THE EXERCISE:
The records are to be restated in their entirety, word for word.

+++ PROVIDED ENTRIES

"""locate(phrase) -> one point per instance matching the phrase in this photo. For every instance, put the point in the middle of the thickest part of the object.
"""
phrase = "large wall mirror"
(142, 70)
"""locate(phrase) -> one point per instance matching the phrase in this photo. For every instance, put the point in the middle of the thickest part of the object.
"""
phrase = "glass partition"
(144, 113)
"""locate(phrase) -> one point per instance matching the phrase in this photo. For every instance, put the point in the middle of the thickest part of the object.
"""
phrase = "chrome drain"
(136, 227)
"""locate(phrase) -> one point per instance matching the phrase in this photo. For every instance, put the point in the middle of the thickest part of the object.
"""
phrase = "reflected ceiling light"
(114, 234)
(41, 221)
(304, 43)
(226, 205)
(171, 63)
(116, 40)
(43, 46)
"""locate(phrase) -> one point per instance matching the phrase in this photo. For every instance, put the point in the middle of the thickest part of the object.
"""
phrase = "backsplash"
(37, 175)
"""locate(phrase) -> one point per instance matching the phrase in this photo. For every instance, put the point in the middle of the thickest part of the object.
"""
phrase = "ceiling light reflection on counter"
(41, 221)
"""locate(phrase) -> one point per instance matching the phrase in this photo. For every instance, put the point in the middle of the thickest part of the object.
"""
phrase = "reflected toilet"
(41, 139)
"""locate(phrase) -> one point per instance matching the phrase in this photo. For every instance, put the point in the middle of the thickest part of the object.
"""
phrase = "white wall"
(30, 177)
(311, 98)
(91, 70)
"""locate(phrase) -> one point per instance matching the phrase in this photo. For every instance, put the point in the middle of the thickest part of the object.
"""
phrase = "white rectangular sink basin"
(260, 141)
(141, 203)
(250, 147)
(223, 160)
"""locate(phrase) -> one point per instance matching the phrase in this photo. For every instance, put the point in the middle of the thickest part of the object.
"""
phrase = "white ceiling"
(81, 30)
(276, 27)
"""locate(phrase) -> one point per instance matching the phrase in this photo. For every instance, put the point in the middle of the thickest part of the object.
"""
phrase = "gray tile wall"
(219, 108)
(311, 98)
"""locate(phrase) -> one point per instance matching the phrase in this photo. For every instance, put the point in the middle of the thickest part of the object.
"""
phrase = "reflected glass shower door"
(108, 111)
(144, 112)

++++++

RESULT:
"""locate(phrase) -> one point per instance matching the phrase in this photo. For every instance, put the point in the middle of the thickest part of the object.
"""
phrase = "large wall mirror"
(142, 70)
"""locate(phrase) -> one point per instance matching the phrase in this photo. For every instance, put the point in the middle of the thickest part of the object.
"""
phrase = "glass partition"
(144, 113)
"""locate(phrase) -> one point per instance matching the phrase in this photo. For every instance, put the point in the middle of the thickest part of the object.
"""
phrase = "chrome drain"
(136, 227)
"""locate(phrase) -> one point per instance matching the phrase in this photo. For every instance, put the point in the middle of the thickest part of the object.
"""
phrase = "reflected ceiling light"
(114, 234)
(41, 221)
(304, 43)
(226, 205)
(171, 63)
(116, 40)
(43, 46)
"""locate(phrase) -> one point per instance matching the phrase in this photo. For every instance, put the point in the middle of the thickest part of the object.
"""
phrase = "backsplash"
(37, 175)
"""locate(phrase) -> one point per instance matching the phrase in this photo. For every instance, put the point in the middle of the thickest part of the object.
"""
phrase = "ceiling light reflection on counter"
(41, 221)
"""locate(phrase) -> one point per instance matching the phrase in this photo. For every instance, put the point in the middle of the thickest part of the object.
"""
phrase = "reflected toilet"
(41, 139)
"""locate(phrase) -> one point per instance matching the phrase in this photo. For every instance, put the point in the middle of the thickest part of the object.
"""
phrase = "white wall"
(30, 177)
(311, 98)
(91, 70)
"""locate(phrase) -> one point per instance matching the phrase in this photo. For every instance, put the point in the middle of the thickest part of the object.
"""
phrase = "white rectangular sink basin"
(260, 141)
(141, 203)
(250, 147)
(223, 160)
"""locate(phrase) -> one point per instance matching the phrase in this photo. For every instance, put the point in the middle of the thickest part of the object.
"""
phrase = "white ceiling"
(81, 30)
(276, 27)
"""locate(phrase) -> one point per instance matching the phrase in this photo. For every instance, put the point in the middle of the thickest part of the object.
"""
phrase = "gray tile wall"
(219, 108)
(311, 98)
"""locate(phrase) -> one point per instance matching the phrase in this photo. For every instance, put the point in the middle of the thickest part of the object.
"""
phrase = "reflected glass shower door"
(108, 111)
(144, 112)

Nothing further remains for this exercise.